(SUPPLIED RECORDS Opens)

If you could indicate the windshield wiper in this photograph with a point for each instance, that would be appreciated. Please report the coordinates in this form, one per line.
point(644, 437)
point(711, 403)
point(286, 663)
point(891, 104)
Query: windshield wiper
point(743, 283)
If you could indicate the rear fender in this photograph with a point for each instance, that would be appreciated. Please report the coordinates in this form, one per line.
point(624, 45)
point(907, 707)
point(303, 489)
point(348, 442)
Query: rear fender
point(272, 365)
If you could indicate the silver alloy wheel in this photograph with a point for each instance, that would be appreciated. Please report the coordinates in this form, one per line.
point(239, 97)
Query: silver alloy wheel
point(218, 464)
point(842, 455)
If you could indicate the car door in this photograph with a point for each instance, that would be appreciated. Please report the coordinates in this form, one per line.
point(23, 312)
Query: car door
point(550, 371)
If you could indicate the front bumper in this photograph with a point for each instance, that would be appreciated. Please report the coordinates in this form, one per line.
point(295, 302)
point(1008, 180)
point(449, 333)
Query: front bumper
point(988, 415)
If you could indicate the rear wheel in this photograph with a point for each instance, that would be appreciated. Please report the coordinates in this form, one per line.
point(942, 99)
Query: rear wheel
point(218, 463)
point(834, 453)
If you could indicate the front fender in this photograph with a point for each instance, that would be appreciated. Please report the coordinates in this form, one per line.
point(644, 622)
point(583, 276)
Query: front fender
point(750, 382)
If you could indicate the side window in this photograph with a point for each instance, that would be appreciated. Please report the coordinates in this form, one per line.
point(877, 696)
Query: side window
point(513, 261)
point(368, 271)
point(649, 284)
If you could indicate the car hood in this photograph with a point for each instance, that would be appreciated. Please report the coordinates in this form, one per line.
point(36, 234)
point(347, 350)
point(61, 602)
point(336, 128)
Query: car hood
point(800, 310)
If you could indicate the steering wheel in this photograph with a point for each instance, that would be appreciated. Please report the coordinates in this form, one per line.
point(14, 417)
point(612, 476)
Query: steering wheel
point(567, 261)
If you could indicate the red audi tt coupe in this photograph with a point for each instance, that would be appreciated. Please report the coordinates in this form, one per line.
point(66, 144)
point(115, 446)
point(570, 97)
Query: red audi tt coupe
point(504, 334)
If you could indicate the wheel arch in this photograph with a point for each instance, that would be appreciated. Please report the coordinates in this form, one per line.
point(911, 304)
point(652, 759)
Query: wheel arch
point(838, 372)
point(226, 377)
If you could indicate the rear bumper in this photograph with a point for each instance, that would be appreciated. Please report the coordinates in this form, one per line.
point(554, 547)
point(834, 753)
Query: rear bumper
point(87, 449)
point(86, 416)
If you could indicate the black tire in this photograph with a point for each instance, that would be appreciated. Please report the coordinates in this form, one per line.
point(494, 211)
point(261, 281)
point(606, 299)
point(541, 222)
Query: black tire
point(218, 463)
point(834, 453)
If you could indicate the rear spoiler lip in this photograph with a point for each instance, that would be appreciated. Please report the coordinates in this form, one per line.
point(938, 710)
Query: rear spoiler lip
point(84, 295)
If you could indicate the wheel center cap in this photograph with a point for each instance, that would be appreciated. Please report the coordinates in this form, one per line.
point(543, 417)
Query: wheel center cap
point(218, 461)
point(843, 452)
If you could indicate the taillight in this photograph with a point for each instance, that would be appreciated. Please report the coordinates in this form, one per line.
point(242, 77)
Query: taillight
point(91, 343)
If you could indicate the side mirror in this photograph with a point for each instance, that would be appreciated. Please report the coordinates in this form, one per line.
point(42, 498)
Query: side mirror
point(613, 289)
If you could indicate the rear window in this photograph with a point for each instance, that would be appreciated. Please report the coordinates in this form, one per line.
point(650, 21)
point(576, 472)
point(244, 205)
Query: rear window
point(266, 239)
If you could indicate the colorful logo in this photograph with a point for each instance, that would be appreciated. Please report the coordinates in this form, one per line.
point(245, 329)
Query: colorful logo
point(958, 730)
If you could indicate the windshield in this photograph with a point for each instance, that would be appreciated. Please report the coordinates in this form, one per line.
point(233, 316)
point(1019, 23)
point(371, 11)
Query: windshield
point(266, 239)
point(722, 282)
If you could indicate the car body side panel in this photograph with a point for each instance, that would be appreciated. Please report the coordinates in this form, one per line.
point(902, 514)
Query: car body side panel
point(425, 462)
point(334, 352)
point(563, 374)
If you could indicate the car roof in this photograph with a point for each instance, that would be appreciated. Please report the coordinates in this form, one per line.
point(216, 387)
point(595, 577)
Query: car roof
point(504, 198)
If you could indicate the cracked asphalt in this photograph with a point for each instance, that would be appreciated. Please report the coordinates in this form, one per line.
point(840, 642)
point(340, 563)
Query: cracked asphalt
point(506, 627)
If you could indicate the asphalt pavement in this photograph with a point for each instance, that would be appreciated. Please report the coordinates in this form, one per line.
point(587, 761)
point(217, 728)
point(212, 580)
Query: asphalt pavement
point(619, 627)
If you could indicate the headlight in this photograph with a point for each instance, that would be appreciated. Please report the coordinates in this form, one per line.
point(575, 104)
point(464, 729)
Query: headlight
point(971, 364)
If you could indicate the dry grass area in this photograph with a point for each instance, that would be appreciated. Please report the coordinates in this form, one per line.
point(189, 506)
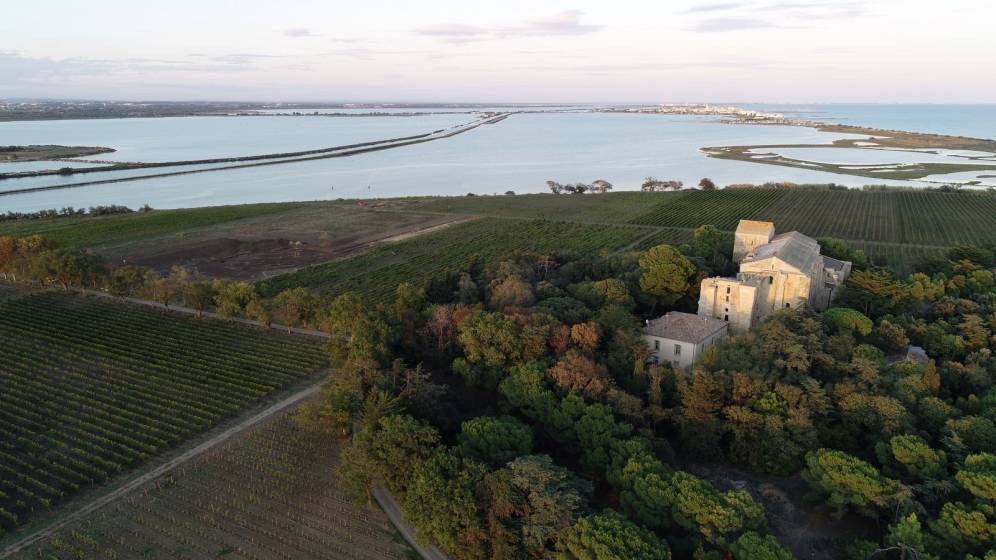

(SUPPLIED RECORDS Closes)

### EXERCISE REQUIREMENTS:
Write out only the lines that run from the line containing "If you could indicate the black" through the line containing "point(543, 417)", both included, exactly as they appear above.

### ANSWER SECTION:
If you could indicate the black tire in this photograph with a point for each instance, that would be appreciated. Please report the coordinates in this form, one per line.
point(494, 211)
point(261, 281)
point(606, 299)
point(541, 222)
Query: black tire
point(218, 463)
point(834, 453)
If you could indicate the rear spoiler lip in this photograph with a point for each instance, that would be appreciated. Please report the coordinates in this form, one per line.
point(938, 710)
Query: rear spoiler lip
point(84, 295)
If you could indicate the wheel center cap in this photograph with a point for each instance, that would be appreciated. Please report the coordinates in this form, one per line.
point(543, 417)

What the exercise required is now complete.